- [YOUR GOAL]: Can you pull out each line of the data below that includes the word "post"?
☆ ☆ ☆ ☆ ☆
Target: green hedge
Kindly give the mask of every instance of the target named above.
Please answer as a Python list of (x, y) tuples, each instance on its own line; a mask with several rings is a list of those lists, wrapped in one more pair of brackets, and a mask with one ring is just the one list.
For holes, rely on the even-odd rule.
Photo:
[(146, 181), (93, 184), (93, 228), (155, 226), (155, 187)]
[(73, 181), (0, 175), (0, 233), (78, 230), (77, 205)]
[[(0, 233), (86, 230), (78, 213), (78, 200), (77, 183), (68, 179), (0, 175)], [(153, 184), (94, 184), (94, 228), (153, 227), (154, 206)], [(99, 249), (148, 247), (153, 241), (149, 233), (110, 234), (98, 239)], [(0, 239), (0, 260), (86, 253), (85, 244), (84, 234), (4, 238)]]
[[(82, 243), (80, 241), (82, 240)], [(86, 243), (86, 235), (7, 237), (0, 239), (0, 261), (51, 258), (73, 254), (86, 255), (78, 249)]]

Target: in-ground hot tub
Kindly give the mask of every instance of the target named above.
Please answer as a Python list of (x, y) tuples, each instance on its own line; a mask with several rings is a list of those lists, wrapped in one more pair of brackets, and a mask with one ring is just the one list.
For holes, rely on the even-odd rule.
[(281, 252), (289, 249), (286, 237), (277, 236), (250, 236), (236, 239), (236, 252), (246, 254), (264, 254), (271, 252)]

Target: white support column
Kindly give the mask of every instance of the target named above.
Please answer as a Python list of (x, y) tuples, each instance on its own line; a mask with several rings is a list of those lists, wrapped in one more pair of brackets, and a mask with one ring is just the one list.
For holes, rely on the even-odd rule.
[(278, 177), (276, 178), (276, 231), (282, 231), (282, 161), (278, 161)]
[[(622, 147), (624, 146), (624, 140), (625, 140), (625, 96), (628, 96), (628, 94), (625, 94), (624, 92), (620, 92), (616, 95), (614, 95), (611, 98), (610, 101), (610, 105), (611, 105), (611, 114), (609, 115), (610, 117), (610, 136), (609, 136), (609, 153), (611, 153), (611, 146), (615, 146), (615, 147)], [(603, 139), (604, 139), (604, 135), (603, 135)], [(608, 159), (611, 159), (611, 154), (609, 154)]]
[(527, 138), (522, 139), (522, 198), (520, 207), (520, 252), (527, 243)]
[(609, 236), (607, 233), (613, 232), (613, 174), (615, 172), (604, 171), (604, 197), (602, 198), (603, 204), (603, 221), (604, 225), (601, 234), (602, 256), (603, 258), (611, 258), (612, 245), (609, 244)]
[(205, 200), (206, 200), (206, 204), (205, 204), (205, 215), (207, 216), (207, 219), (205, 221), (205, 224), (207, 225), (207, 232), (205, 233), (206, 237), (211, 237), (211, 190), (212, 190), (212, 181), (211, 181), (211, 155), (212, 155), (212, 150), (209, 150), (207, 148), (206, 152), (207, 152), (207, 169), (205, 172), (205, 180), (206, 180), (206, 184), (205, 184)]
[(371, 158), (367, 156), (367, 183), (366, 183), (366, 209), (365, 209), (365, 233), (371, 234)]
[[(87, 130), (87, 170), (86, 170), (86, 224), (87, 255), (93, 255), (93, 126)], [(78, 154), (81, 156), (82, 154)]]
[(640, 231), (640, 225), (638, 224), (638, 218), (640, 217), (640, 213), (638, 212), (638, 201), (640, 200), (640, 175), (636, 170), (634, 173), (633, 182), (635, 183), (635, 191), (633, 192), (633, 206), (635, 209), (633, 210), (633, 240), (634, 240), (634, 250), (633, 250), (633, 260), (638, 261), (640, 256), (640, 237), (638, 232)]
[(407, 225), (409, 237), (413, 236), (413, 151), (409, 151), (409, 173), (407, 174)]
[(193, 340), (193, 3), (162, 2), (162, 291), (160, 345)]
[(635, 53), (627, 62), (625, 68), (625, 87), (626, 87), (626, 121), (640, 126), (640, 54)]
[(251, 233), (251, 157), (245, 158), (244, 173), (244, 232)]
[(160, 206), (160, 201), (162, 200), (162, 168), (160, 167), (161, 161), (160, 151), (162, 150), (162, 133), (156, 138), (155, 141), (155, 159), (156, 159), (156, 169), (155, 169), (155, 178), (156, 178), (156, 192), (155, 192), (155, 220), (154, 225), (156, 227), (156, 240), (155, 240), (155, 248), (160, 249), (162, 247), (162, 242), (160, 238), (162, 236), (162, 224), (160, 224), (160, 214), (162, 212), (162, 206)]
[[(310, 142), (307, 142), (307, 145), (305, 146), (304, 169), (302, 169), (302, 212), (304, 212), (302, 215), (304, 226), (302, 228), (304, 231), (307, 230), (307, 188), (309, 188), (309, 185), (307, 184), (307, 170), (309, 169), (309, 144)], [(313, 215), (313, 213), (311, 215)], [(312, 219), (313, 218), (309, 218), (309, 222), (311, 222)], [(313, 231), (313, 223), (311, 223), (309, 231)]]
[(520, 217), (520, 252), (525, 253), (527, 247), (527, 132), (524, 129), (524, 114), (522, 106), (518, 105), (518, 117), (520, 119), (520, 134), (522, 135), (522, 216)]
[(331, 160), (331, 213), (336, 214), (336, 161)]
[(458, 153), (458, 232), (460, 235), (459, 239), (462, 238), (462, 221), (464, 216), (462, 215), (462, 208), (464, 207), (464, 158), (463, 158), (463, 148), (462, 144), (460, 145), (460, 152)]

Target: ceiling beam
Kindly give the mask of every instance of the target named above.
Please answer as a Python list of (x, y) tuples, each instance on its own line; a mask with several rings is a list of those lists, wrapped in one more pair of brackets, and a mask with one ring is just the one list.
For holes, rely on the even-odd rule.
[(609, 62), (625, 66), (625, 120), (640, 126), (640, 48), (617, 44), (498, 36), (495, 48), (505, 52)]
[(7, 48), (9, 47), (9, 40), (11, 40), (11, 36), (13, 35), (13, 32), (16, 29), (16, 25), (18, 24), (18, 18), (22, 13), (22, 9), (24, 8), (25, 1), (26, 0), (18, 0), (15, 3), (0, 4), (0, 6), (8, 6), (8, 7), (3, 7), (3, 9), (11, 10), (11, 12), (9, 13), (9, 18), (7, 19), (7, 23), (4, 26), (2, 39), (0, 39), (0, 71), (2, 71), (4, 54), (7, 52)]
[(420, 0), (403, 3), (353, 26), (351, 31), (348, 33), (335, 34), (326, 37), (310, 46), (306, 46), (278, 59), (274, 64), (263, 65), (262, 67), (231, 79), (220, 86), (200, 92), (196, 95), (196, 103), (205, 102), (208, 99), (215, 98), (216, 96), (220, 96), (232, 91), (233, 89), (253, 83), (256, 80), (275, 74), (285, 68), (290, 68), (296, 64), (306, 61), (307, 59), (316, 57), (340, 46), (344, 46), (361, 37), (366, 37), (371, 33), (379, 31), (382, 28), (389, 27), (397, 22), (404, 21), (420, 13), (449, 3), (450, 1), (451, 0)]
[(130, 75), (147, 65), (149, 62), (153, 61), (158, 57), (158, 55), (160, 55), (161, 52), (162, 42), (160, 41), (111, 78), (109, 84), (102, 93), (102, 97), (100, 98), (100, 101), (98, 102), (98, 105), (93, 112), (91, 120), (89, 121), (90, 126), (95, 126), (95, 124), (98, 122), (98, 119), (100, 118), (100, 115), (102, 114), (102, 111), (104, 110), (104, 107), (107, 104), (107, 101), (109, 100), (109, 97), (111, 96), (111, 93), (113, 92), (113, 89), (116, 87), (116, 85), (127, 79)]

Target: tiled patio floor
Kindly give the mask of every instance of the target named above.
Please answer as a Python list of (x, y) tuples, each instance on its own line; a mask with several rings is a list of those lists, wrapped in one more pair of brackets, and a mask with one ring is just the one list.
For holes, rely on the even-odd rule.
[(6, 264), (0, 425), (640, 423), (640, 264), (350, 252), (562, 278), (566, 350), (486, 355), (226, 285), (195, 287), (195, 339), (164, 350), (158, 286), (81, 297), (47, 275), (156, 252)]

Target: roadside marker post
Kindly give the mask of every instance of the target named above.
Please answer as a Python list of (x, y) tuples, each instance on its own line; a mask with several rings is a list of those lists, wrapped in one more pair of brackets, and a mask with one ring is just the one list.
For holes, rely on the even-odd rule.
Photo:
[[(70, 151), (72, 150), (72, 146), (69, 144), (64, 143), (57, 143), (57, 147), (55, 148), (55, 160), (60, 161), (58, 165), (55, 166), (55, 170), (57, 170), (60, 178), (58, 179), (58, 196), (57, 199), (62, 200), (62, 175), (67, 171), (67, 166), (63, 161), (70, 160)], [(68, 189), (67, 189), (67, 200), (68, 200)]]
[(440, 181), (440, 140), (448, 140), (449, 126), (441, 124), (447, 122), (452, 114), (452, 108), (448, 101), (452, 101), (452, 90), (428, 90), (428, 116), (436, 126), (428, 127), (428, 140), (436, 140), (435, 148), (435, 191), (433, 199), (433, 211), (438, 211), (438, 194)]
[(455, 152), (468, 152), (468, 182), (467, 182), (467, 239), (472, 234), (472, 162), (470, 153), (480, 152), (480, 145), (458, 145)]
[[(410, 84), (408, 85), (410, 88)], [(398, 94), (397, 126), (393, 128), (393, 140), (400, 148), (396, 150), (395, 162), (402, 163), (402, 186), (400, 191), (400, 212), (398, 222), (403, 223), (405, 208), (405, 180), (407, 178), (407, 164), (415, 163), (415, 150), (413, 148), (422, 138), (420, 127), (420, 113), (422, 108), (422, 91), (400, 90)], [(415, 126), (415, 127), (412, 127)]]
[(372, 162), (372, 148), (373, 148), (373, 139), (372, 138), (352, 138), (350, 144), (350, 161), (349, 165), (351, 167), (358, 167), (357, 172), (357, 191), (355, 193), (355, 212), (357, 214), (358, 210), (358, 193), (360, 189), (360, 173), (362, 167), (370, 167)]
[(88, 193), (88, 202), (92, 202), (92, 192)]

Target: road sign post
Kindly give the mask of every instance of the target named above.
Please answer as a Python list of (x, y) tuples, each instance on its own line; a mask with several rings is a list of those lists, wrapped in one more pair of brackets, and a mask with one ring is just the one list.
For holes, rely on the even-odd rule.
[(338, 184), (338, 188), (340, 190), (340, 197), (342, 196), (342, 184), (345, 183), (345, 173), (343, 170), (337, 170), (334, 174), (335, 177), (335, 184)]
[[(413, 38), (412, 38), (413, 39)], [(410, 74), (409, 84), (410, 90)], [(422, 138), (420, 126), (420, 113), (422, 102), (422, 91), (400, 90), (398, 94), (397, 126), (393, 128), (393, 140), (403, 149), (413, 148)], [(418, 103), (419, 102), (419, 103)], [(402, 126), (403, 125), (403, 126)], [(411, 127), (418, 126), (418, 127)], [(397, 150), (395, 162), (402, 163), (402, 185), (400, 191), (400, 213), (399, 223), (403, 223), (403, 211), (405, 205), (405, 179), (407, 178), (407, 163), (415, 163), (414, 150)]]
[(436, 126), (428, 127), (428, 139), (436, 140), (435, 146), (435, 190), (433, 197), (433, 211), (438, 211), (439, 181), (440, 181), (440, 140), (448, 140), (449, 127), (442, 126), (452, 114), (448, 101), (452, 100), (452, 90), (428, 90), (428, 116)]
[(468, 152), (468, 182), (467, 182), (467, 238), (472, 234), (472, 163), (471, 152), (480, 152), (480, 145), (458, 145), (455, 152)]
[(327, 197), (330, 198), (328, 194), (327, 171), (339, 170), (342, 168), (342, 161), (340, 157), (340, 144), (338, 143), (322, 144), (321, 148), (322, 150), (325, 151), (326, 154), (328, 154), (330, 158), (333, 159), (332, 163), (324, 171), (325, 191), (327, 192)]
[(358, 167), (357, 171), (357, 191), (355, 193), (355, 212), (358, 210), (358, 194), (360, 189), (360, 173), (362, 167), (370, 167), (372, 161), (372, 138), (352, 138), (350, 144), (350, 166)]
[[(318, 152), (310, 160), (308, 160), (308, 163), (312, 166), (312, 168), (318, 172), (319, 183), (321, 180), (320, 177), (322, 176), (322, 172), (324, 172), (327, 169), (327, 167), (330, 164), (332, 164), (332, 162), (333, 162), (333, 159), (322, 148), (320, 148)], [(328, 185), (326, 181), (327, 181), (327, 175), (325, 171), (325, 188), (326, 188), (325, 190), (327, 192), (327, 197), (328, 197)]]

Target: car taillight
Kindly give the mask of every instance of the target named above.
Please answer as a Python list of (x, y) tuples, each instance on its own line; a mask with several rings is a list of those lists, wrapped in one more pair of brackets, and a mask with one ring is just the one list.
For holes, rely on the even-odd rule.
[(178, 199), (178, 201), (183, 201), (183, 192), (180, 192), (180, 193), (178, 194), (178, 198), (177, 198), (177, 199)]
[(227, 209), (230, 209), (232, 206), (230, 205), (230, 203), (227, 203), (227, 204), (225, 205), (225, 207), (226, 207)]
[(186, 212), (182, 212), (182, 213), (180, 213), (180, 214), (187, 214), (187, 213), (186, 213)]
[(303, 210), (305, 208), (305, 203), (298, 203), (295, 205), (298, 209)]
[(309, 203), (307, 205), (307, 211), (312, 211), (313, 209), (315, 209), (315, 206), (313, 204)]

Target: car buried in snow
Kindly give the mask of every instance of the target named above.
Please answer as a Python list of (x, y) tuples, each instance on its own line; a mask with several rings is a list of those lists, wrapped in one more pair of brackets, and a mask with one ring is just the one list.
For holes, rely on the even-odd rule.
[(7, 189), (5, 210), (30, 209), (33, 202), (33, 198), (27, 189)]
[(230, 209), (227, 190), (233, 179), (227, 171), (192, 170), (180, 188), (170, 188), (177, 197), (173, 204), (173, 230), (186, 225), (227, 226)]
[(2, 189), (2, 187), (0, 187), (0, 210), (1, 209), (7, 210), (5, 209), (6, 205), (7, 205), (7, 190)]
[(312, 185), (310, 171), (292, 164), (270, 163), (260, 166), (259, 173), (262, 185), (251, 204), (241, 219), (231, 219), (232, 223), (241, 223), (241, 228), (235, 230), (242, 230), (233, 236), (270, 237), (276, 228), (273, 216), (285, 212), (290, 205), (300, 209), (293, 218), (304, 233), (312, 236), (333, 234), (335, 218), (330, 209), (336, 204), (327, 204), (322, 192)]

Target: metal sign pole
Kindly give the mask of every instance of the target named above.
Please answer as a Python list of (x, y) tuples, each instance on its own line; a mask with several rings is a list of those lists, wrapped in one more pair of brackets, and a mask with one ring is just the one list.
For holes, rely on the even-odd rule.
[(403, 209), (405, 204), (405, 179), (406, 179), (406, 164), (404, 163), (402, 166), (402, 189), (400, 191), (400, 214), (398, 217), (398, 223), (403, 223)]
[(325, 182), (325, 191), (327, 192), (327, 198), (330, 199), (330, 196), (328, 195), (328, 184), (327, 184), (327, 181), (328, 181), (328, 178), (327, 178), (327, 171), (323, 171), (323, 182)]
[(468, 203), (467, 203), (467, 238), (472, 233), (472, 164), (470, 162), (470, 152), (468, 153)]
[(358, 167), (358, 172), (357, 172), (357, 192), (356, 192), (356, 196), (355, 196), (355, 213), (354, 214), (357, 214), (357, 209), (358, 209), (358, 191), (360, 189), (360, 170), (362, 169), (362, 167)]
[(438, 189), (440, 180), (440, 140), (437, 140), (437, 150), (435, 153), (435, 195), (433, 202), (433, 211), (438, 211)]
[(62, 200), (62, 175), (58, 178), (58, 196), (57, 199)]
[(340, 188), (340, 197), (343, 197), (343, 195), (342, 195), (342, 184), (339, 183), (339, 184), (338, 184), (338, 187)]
☆ ☆ ☆ ☆ ☆
- [SOLUTION BELOW]:
Target: roadside marker post
Target: road sign post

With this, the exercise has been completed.